PROVIDED RECORDS -
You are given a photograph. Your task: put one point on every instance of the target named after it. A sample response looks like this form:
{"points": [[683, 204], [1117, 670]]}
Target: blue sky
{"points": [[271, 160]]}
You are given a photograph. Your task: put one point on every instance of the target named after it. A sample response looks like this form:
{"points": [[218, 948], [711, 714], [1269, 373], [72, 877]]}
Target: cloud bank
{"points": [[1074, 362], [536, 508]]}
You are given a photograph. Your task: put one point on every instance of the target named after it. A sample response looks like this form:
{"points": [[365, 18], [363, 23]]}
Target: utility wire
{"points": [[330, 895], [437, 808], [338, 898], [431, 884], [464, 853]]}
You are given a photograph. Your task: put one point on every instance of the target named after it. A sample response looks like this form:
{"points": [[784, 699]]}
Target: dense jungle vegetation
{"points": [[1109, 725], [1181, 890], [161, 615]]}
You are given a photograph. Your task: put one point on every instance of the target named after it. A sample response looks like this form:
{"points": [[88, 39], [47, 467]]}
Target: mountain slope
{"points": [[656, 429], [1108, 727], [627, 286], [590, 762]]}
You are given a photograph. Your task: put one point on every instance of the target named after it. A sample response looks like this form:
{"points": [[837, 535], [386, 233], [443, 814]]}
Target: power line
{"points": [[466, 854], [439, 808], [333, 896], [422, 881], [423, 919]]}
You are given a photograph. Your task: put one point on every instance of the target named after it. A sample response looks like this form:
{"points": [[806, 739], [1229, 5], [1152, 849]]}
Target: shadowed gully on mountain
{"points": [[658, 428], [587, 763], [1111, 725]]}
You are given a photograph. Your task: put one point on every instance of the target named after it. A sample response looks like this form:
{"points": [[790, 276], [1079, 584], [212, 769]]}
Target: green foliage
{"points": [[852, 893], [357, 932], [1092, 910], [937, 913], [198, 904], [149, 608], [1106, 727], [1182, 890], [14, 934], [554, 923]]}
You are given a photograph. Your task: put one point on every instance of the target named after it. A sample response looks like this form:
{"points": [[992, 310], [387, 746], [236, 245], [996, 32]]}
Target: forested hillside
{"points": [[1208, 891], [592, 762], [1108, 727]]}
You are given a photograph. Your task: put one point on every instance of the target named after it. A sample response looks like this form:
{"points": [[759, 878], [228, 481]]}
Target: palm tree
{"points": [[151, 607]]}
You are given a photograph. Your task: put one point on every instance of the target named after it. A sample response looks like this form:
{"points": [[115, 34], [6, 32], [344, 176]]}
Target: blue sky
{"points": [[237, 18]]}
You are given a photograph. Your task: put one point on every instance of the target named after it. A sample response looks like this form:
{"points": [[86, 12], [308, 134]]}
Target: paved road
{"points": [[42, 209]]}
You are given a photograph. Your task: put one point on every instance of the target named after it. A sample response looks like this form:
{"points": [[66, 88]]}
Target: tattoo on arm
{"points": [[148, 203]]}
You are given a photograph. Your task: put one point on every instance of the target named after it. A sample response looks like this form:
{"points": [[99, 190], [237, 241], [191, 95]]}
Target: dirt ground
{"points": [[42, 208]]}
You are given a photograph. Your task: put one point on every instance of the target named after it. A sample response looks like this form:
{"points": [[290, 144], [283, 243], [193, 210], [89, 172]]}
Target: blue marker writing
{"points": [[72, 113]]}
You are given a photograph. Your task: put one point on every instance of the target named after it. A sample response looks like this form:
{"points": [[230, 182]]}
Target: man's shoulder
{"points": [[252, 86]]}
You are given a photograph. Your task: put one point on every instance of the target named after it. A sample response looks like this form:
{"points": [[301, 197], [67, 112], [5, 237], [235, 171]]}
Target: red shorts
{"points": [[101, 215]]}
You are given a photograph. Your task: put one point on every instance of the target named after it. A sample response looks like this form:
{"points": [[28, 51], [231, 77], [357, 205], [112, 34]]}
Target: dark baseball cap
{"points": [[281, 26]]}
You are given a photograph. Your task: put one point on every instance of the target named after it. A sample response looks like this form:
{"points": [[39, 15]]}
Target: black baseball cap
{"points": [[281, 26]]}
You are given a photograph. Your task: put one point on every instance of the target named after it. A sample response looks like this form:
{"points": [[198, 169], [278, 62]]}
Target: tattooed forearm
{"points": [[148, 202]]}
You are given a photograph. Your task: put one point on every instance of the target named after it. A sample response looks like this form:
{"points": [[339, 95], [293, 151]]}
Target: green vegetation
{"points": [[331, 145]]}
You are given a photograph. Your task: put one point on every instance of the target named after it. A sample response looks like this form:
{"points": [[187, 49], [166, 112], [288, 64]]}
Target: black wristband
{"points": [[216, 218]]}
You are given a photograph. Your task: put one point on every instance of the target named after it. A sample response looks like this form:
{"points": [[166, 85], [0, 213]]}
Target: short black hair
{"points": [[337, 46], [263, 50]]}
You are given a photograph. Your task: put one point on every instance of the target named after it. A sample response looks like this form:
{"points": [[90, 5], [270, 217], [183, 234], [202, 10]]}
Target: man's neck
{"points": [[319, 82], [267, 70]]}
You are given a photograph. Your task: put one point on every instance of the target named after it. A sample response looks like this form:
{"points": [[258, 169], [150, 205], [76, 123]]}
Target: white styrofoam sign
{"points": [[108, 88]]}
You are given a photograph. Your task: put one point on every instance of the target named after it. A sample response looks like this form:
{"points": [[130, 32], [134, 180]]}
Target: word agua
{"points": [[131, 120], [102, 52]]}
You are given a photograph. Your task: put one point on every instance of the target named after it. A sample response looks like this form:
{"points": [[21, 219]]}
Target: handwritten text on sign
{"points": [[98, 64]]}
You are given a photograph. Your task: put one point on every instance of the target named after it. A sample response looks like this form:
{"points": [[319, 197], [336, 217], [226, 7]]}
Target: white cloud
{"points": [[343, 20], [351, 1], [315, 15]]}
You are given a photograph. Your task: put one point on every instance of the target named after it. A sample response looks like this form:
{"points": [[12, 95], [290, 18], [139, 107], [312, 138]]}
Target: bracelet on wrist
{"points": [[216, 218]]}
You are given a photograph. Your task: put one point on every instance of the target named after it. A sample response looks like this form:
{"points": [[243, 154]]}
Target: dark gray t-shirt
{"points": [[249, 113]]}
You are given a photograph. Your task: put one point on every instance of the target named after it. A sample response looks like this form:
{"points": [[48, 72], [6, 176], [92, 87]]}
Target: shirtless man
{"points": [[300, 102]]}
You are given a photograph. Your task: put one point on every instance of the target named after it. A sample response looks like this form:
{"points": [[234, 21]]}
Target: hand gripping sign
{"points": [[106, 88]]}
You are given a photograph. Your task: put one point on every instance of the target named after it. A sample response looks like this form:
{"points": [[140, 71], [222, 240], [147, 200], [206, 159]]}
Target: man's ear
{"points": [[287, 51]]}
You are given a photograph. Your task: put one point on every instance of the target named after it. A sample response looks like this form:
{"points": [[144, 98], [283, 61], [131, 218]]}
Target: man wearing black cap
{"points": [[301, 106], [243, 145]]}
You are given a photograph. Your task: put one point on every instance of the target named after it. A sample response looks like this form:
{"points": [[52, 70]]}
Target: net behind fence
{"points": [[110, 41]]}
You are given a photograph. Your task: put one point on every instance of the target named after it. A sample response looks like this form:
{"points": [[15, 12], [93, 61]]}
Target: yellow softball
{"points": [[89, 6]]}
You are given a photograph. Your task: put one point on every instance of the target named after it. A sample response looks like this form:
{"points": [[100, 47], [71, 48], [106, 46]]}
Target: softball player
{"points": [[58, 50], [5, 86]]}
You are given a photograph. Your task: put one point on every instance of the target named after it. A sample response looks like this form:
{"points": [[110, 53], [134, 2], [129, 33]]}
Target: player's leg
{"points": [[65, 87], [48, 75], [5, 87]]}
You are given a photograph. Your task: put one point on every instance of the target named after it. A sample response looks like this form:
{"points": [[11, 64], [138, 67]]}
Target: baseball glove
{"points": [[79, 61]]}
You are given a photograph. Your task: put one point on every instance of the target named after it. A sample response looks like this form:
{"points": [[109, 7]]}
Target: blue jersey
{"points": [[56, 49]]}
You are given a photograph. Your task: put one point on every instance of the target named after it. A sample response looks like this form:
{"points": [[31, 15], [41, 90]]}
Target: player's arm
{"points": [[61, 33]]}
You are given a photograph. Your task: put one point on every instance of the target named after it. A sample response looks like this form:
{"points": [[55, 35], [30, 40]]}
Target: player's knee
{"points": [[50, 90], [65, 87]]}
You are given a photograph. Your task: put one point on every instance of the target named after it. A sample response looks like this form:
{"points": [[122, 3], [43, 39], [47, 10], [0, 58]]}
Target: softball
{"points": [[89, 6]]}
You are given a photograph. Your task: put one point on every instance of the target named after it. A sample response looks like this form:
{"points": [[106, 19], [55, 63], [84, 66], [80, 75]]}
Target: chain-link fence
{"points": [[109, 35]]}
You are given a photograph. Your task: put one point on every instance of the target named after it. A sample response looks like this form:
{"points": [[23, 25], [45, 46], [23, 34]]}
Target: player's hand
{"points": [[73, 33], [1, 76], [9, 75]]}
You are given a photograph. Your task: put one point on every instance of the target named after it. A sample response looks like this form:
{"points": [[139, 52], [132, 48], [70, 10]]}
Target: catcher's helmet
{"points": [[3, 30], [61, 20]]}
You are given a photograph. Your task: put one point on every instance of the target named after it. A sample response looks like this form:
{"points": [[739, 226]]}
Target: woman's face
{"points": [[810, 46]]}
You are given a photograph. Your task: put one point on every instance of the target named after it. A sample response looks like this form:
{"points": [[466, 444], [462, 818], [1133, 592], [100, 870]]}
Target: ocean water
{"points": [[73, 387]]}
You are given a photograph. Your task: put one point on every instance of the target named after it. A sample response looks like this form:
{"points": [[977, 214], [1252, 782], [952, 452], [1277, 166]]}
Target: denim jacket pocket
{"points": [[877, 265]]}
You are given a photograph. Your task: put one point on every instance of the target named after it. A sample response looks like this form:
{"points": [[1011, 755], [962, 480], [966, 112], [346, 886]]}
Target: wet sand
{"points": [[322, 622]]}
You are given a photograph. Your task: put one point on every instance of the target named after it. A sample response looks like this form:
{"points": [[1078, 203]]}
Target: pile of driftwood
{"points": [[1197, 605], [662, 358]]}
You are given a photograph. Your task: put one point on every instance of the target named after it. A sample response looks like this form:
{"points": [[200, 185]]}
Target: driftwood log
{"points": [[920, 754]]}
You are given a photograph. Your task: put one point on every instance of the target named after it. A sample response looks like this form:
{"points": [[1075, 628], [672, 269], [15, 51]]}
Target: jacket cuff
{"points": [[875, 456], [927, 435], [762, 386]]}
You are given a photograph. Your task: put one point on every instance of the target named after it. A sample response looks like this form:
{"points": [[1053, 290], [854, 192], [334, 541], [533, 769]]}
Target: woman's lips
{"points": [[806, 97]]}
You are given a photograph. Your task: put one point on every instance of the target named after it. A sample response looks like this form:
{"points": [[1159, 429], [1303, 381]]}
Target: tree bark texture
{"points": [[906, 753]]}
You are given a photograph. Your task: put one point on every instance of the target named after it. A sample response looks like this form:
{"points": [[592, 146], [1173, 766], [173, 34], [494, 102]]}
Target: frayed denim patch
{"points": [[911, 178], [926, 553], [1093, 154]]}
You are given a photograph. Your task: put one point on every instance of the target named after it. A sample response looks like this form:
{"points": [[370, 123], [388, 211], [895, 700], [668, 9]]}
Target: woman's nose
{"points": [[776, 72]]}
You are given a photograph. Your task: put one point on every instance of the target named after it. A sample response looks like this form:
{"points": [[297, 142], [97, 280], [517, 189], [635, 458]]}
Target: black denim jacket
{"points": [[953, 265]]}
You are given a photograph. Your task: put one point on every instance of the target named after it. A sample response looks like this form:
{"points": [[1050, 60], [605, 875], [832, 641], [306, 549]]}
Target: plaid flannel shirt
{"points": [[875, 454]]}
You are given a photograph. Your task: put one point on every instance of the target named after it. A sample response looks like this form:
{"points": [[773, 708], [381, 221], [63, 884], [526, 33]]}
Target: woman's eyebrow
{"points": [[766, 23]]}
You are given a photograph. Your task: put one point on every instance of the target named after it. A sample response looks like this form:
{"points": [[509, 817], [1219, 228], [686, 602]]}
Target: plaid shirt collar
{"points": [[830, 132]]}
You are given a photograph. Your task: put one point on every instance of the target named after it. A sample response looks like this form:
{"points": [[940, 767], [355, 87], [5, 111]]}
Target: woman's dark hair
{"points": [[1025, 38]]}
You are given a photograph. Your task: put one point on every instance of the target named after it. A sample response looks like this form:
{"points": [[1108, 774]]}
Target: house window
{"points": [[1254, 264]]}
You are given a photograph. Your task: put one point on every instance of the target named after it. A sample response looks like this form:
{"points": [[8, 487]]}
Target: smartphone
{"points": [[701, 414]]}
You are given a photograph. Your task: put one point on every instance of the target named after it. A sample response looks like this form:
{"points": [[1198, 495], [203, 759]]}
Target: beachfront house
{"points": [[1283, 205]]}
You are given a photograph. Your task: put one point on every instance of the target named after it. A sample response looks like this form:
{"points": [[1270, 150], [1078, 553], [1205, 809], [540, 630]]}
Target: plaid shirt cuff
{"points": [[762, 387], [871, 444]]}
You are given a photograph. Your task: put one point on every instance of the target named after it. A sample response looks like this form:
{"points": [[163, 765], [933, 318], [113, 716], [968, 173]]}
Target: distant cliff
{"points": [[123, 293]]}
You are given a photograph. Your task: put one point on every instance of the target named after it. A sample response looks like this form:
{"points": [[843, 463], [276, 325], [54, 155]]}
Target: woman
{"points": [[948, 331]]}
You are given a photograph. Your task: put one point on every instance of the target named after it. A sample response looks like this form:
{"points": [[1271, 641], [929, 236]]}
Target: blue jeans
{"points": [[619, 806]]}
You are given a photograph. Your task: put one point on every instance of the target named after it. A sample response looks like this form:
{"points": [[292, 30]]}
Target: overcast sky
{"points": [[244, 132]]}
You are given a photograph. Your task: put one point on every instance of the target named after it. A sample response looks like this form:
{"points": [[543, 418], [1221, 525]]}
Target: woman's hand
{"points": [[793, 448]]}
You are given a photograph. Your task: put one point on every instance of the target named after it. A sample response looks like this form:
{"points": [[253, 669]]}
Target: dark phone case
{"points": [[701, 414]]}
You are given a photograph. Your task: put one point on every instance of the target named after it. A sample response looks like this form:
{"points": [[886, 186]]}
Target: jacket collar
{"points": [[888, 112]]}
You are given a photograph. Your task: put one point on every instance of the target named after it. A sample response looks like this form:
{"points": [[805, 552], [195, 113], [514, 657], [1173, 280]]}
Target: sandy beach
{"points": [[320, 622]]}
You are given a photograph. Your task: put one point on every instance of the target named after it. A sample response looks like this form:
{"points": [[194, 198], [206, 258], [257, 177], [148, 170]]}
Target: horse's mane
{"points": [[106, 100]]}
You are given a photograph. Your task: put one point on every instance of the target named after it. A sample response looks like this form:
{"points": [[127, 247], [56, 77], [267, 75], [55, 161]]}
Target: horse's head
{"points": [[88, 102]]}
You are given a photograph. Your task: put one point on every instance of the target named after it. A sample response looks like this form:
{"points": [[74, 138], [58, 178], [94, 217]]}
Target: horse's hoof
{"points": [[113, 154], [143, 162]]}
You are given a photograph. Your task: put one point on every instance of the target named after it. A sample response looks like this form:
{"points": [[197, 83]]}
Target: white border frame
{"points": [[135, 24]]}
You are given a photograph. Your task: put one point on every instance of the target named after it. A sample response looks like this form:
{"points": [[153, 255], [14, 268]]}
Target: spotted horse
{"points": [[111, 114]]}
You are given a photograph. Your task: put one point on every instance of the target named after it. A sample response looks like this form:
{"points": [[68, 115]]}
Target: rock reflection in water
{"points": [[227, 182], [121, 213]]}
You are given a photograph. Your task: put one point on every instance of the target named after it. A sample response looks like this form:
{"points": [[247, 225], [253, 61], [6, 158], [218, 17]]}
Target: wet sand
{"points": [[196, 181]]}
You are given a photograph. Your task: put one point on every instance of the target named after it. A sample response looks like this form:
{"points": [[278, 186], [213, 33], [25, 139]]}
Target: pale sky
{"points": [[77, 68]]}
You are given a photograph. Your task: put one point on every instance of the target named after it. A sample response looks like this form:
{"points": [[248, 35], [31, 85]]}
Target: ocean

REQUIRED WORK - How many lines of the data above contain the word "hair"? Reply with only the number.

FINISHED ANSWER - 2